Written task: What follows is a set of records; restate each one word for word and drop the pictures.

(Image location labeling entries)
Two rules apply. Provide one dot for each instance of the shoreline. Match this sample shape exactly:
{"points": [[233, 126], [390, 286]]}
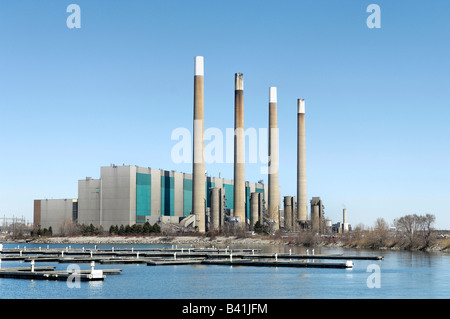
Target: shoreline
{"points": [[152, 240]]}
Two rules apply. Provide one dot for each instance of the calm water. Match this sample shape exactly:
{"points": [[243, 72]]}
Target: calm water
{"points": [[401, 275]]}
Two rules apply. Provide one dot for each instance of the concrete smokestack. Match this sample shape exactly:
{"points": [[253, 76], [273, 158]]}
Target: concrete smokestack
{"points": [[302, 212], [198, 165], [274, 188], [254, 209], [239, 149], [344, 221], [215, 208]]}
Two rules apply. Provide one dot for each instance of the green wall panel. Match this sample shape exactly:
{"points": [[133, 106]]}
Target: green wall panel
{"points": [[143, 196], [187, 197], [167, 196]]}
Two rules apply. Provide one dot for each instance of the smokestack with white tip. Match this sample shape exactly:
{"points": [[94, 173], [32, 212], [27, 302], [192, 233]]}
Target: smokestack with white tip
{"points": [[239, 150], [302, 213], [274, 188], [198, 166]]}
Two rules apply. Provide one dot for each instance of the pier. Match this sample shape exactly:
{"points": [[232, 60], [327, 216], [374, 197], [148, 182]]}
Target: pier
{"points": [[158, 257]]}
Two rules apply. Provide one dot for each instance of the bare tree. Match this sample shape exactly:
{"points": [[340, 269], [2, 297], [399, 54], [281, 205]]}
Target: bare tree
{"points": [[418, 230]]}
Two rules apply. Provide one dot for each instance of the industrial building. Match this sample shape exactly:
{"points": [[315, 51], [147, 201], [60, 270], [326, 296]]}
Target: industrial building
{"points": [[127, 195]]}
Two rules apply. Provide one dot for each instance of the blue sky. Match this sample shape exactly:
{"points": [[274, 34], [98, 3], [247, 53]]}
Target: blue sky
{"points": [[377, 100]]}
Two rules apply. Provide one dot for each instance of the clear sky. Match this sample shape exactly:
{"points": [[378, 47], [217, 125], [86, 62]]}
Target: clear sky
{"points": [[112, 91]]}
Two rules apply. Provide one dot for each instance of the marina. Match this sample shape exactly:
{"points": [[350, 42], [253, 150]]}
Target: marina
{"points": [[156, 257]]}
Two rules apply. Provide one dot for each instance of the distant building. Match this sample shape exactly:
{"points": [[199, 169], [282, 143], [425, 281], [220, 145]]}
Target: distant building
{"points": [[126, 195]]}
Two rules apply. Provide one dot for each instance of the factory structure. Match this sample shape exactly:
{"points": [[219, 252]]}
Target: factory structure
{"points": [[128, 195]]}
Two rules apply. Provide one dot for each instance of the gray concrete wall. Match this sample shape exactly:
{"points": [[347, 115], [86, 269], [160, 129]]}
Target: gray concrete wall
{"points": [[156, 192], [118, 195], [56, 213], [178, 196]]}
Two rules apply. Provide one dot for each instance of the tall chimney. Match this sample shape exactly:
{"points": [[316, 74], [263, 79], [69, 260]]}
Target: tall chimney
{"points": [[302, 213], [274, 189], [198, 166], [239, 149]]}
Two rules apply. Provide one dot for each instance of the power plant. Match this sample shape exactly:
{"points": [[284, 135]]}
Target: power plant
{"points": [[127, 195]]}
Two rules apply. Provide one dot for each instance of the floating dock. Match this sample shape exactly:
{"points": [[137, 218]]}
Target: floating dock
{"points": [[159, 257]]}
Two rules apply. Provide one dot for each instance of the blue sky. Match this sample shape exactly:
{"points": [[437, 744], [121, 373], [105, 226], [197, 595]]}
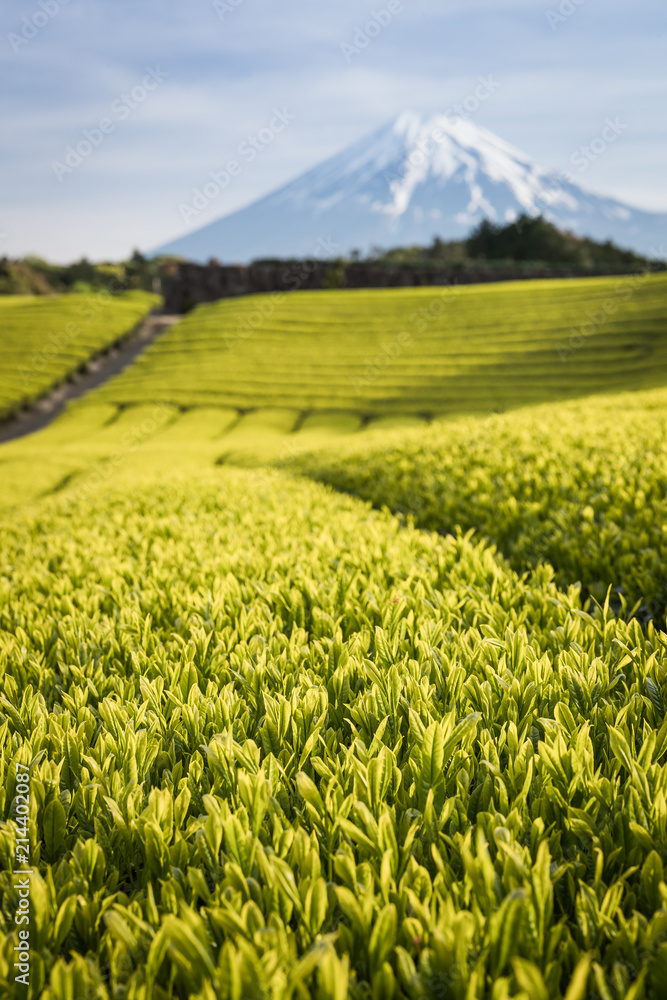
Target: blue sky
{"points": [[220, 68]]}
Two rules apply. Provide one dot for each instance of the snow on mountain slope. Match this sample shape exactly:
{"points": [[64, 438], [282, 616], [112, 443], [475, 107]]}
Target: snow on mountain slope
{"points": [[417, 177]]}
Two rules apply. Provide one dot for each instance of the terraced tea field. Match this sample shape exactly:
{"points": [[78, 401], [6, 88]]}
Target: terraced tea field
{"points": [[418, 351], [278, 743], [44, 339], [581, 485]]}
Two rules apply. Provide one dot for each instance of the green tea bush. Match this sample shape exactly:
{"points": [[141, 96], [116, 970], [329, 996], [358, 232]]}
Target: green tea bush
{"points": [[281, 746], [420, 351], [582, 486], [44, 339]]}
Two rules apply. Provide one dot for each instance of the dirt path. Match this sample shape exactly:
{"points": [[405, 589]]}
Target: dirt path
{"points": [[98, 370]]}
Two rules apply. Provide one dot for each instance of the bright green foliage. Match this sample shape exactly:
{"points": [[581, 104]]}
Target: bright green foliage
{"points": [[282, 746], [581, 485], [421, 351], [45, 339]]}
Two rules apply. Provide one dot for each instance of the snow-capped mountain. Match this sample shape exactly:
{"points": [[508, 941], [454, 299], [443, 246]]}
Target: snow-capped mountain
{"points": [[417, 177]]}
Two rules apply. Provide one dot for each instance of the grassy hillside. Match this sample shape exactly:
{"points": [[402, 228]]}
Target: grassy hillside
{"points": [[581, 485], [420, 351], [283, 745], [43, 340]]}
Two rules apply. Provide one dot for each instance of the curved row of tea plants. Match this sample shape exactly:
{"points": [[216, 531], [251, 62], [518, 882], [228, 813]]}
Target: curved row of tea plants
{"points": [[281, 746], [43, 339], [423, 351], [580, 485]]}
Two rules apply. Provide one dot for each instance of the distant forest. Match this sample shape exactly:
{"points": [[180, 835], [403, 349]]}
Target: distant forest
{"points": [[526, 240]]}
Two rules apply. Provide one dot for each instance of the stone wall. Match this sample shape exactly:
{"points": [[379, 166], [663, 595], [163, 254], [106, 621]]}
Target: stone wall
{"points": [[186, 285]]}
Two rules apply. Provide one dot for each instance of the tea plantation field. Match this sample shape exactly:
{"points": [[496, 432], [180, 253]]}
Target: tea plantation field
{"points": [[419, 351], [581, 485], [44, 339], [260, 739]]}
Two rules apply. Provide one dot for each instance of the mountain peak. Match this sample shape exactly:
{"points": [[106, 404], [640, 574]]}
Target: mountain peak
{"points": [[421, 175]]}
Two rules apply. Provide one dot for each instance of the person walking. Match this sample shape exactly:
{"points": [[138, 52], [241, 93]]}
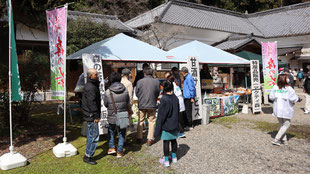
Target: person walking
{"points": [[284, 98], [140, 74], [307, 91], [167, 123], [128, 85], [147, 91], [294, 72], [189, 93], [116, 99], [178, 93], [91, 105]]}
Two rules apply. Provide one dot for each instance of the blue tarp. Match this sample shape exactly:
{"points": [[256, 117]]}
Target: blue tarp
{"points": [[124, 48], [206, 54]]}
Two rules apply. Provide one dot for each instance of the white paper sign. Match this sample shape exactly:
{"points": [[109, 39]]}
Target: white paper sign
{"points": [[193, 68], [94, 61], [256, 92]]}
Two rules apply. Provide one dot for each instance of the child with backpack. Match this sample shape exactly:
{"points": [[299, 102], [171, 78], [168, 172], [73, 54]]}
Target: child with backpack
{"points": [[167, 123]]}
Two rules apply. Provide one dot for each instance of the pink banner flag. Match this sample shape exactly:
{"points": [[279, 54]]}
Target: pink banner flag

Output for this exercise:
Two rules apply. Provide one dot for each instance of the shoreline. Match this sample shape exactly:
{"points": [[233, 126], [390, 286]]}
Target: shoreline
{"points": [[152, 240]]}
Two rules apply. Provide one dot for each instance of the calm water. Match this sample shape exactly:
{"points": [[243, 72]]}
Target: calm water
{"points": [[401, 275]]}
Two rules apply. Provide one dot for each instance of the concrete smokestack. Match this sample shape exactly:
{"points": [[253, 76], [273, 158]]}
Target: concrete smokestack
{"points": [[302, 212], [198, 165], [274, 188], [254, 209], [239, 149], [344, 221], [215, 208]]}
Two rules apply. Provide one dot for each instance of the green wall panel. Match this sample shape exactly:
{"points": [[133, 106]]}
Target: green wall panel
{"points": [[143, 196], [187, 197], [167, 196]]}
Two rules apply. Provide one dot for each instance of the smokestack with white tip. Match this sample shape exactly:
{"points": [[94, 173], [32, 212], [27, 302], [192, 233]]}
Target: smokestack with white tip
{"points": [[239, 150], [302, 213], [274, 188], [198, 166]]}
Two rules apply. Provide one dot for each instance of the pier. Match this sample shape exactly:
{"points": [[232, 60], [327, 216], [374, 197], [148, 182]]}
Target: pier
{"points": [[158, 257]]}
Two rules apply. Provide one dot for each instance of the bare tree. Match this sample shape exactly:
{"points": [[340, 269], [2, 297], [399, 54], [281, 205]]}
Target: bare tree
{"points": [[418, 230]]}
Two rules apply. Provide one dot for each instance of the industrial building. Match this sample shape exactly:
{"points": [[315, 51], [147, 201], [60, 270], [326, 296]]}
Target: industrial building
{"points": [[127, 195]]}
Two rules apply. Provide one dot for each instance of the blue sky. Match this sample shape exactly:
{"points": [[274, 34], [98, 3], [247, 53]]}
Target: blue sky
{"points": [[377, 100]]}
Two rules apply. Provide one dot for each instance of the clear sky. Match this sample shape exactly:
{"points": [[378, 47], [217, 125], [86, 62]]}
Target: clear sky
{"points": [[112, 91]]}
Two rules apply. Provide one dot for each instance of the marina. Match this sample shape exactly:
{"points": [[350, 42], [253, 150]]}
Target: marina
{"points": [[156, 257]]}
Two rules apply. Provide one dot for each instance of the distant building. Match this sample shape exactly:
{"points": [[199, 169], [282, 143], [425, 281], [220, 145]]}
Target: distant building
{"points": [[126, 195]]}
Two rules apply. Provide one dot for each instance of the factory structure. Match this sample shape exactly:
{"points": [[219, 252]]}
Target: factory structure
{"points": [[128, 195]]}
Two rules apply. Provide one dot for each instance of the gray concrete wall. Match this sample shape exactly:
{"points": [[347, 115], [86, 269], [160, 129]]}
Target: gray concrete wall
{"points": [[156, 192], [118, 195], [56, 213], [178, 196]]}
Two rules apply. Provide one dot for each instance of the tall chimney. Match this sample shape exactly:
{"points": [[316, 74], [263, 79], [69, 260]]}
Target: tall chimney
{"points": [[302, 213], [274, 189], [198, 166], [239, 149]]}
Two rules apply. Provide one dot for each instance of the power plant. Match this sample shape exactly:
{"points": [[284, 135]]}
Target: power plant
{"points": [[127, 195]]}
Two rules apply. Provide one dot for each instance of the floating dock. Match this sample shape exactly:
{"points": [[137, 218]]}
Target: floating dock
{"points": [[159, 257]]}
Two rules apply. Provide one dot for each instance of the blue sky. Match this sample shape exactly:
{"points": [[437, 744], [121, 373], [105, 226], [197, 595]]}
Target: blue sky
{"points": [[220, 68]]}
Two rules apply. Provide one dot for each instance of the snow on mountain slope. Match this sample shape exactly:
{"points": [[64, 438], [282, 616], [112, 443], [475, 107]]}
Target: snow on mountain slope
{"points": [[417, 177]]}
Two rules apply. Provide one dot for each instance of the terraced tea field. Match this sample shape exactly:
{"points": [[78, 401], [6, 88]]}
Target: terraced tea field
{"points": [[418, 351], [278, 743], [44, 339], [581, 485]]}
Two rules apply. Provide one dot for each instance of the green tea bush. Match this sample shape exactly:
{"points": [[141, 96], [116, 970], [329, 996], [358, 232]]}
Target: green tea bush
{"points": [[281, 746], [420, 351], [582, 486], [44, 339]]}
Two rules apply. Provide one dot for each instance of the dirt path. Match this sample shape exactly:
{"points": [[405, 589]]}
Target: dirt path
{"points": [[98, 370]]}
Two rules apply. Provide one dot for each instance of the bright green foliage. Match this sample shape exactly:
{"points": [[581, 104]]}
Target: bright green foliage
{"points": [[282, 746], [581, 485], [421, 351], [45, 339]]}
Two rules apply. Provide one dot for each instance of the snow-capped mountain. Match this sample shape exactly:
{"points": [[508, 941], [454, 299], [443, 246]]}
Target: snow-capped mountain
{"points": [[417, 177]]}
Two rules apply. Provide one dot for each instance of the grassy hillside. Match this sample shape exactly:
{"points": [[402, 228]]}
Target: grassy hillside
{"points": [[581, 485], [420, 351], [283, 745], [43, 340]]}
Two rules apply. Provide one dot for each instance of the curved row of tea plants. Match this sample shape exactly:
{"points": [[216, 531], [251, 62], [518, 882], [228, 813]]}
Target: curved row of tea plants
{"points": [[281, 746], [43, 339], [423, 351], [580, 485]]}
Two rules apply. Provide one dot for each instance of the distant forest. Match this sample shape exactly:
{"points": [[180, 835], [403, 349]]}
Target: distant forest
{"points": [[526, 240]]}
Two rules apply. Provide one dot for each instance of the stone wall. Match this sample shape exactly:
{"points": [[379, 166], [663, 595], [163, 254], [106, 621]]}
Target: stone wall
{"points": [[186, 285]]}
Two rules apply. Provide one dot for each instance of the tea plantation field. Match this sample shape exactly:
{"points": [[496, 432], [180, 253]]}
Target: tea plantation field
{"points": [[419, 351], [581, 485], [44, 339], [260, 739]]}
Two rules apply. Provide one dot for each instance of the mountain peak. Match this sample shape exactly:
{"points": [[106, 404], [640, 574]]}
Target: mountain peak
{"points": [[421, 175]]}
Two rules apply. Provide one dot for each instance of the person walking. Match this sample shape exactly:
{"points": [[138, 52], [241, 93]]}
Target: person walking
{"points": [[284, 98], [140, 74], [307, 91], [167, 123], [128, 85], [147, 91], [294, 72], [189, 93], [116, 99], [178, 93], [91, 105]]}
Two rules apply. Provide one dot for each instance of the blue tarp. Match this sample shape exactly:
{"points": [[256, 117]]}
Target: blue tarp
{"points": [[124, 48], [206, 54]]}
Two rules apply. Provide one dot for each instance of the white paper sign. Match this sample shape exactly:
{"points": [[109, 39]]}
Target: white paper sign
{"points": [[193, 68], [94, 61], [256, 92]]}
Two rules apply. Provide one dot for each instance of the child with backpack. Match this sample shape exactly:
{"points": [[299, 102], [171, 78], [168, 172], [73, 54]]}
Target: child with backpack
{"points": [[167, 123]]}
Two rules apply. Provide one dot for each instance of the pink banner flag. Match this sample shape exactly:
{"points": [[279, 54]]}
Target: pink banner flag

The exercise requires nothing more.